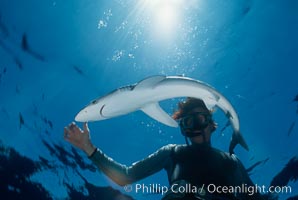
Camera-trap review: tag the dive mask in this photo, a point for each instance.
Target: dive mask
(192, 123)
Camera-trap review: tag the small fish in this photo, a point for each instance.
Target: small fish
(256, 164)
(291, 128)
(21, 120)
(222, 130)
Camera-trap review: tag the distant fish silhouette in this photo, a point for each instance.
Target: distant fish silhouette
(25, 47)
(21, 120)
(288, 173)
(256, 164)
(291, 128)
(224, 128)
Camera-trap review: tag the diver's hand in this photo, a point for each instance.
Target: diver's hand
(79, 138)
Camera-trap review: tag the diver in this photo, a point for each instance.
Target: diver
(195, 164)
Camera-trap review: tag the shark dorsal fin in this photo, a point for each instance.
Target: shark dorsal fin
(157, 113)
(149, 82)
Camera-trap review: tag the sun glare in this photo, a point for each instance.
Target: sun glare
(165, 17)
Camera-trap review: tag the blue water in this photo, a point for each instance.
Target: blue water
(57, 56)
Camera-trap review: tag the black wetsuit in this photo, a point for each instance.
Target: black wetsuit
(196, 165)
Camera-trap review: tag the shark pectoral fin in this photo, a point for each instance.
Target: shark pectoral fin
(157, 113)
(237, 138)
(149, 82)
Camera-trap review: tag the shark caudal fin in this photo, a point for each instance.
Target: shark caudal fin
(157, 113)
(237, 138)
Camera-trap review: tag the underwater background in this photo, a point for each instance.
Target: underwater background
(56, 56)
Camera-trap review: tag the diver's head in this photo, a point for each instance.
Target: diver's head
(195, 120)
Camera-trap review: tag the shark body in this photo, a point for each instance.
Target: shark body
(146, 94)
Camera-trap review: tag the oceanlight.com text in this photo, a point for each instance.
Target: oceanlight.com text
(210, 188)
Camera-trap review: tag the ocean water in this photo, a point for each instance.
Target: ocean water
(56, 56)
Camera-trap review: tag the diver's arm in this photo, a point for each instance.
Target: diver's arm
(119, 173)
(122, 174)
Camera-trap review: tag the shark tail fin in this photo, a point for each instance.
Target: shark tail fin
(237, 138)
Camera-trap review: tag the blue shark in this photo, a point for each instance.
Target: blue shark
(146, 95)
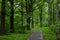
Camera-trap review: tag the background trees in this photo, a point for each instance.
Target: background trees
(22, 15)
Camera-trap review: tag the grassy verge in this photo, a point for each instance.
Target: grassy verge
(48, 34)
(16, 36)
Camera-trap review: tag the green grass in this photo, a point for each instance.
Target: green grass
(16, 36)
(48, 34)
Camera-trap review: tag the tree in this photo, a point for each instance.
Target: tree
(58, 20)
(12, 16)
(3, 13)
(49, 13)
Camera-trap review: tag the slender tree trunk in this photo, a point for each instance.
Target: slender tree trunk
(12, 16)
(58, 21)
(57, 27)
(27, 12)
(3, 13)
(49, 15)
(40, 9)
(32, 13)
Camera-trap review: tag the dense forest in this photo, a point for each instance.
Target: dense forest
(19, 19)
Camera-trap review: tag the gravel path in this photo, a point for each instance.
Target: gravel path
(36, 35)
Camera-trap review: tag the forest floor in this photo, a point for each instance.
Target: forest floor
(16, 36)
(36, 35)
(47, 34)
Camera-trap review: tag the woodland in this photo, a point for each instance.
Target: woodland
(19, 19)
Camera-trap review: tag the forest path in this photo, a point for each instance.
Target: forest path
(36, 35)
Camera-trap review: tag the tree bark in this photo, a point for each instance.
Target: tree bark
(12, 16)
(3, 13)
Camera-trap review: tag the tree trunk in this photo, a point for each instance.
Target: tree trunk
(12, 16)
(40, 9)
(28, 17)
(49, 15)
(3, 12)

---+---

• **TASK INSTRUCTIONS**:
Restate the material above word for word, omitting the pictures.

• **TASK ANSWER**:
Camera-trap review: tag the dive mask in this photo, a point for each instance.
Target: dive mask
(192, 123)
Camera-trap review: tag the small fish in this photo, a point for each instance.
Target: small fish
(256, 164)
(291, 128)
(21, 120)
(222, 130)
Camera-trap review: tag the distant fish silhouette in this photo, a point for each instance.
Target: distant fish silhouette
(25, 47)
(21, 120)
(288, 173)
(256, 164)
(291, 128)
(224, 128)
Camera-trap review: tag the diver's hand in this photo, a point for each instance.
Target: diver's hand
(79, 138)
Camera-trap review: tag the diver in this photo, a point for each instance.
Target: diver
(195, 164)
Camera-trap review: tag the shark dorsal fin in this photo, a point for each instance.
Target: shark dorsal fin
(157, 113)
(149, 82)
Camera-trap review: tag the sun glare in this photo, a point for each instance.
Target: sun glare
(165, 17)
Camera-trap review: tag the blue water in this photo, a point for each instance.
Target: blue water
(57, 56)
Camera-trap review: tag the black wetsuit in this photo, a point for each instance.
Target: black wetsuit
(196, 165)
Camera-trap review: tag the shark pectoral fin in this photo, a point for each instance.
Target: shark pectoral fin
(157, 113)
(237, 138)
(149, 82)
Camera-trap review: tag the shark caudal fin in this photo, a point for each instance.
Target: shark caudal fin
(157, 113)
(237, 138)
Camera-trap review: tag the underwater background in this photo, a point for each instance.
Target: underwater background
(56, 56)
Camera-trap review: tag the diver's head in this photo, a point for each instance.
Target: diver's head
(195, 120)
Camera-trap review: tag the shark body in this photo, a point for each instance.
Target: shark body
(146, 94)
Camera-trap review: tag the oceanlight.com text in this photo, a point for each instance.
Target: oceanlight.com text
(210, 188)
Camera-trap review: tag the ocean water in this photo, a point for each instance.
Target: ocean water
(56, 56)
Camera-trap review: tag the diver's arm in this photo, a point for each instance.
Target: diver's arm
(119, 173)
(122, 174)
Camera-trap review: tag the shark tail fin in this photo, a point for each instance.
Target: shark tail fin
(237, 138)
Camera-trap review: tag the blue shark in this photo, a point for each instance.
Target: blue shark
(146, 95)
Camera-trap review: tag the background trees in this photo, a point for each instance.
Target: background trees
(22, 15)
Camera-trap review: tag the grassy verge in this photo, a point for each instance.
Target: grassy verge
(48, 34)
(16, 36)
Camera-trap review: tag the green grass in this photo, a point for each instance.
Target: green grass
(16, 36)
(48, 34)
Camera-trap review: tag the tree in this photo, a point for each instance.
Target: tree
(58, 20)
(12, 16)
(3, 13)
(49, 13)
Camera-trap review: tag the slender tree trunk in this photo, a point for each instance.
Target: slender tree trunk
(12, 16)
(58, 21)
(57, 27)
(27, 12)
(3, 13)
(49, 15)
(40, 9)
(32, 13)
Camera-trap review: tag the dense forest in this photo, a point for each instance.
Target: dense forest
(19, 19)
Camera-trap review: tag the gravel path in this photo, a point for each instance.
Target: gravel path
(36, 35)
Camera-trap review: tag the forest floor in this photo, a point for each instance.
Target: forest floor
(16, 36)
(36, 35)
(47, 34)
Camera-trap review: tag the woodland in this photo, a point for each instance.
Target: woodland
(19, 19)
Camera-trap review: tag the forest path in this photo, a point for each instance.
Target: forest path
(36, 35)
Camera-trap review: tag the tree bark in this photo, a point for each instance.
Target: tree bark
(12, 16)
(3, 13)
Camera-trap review: tag the tree trunk in this photo, a point for each instance.
Target: tree trunk
(12, 16)
(40, 9)
(28, 17)
(49, 15)
(3, 12)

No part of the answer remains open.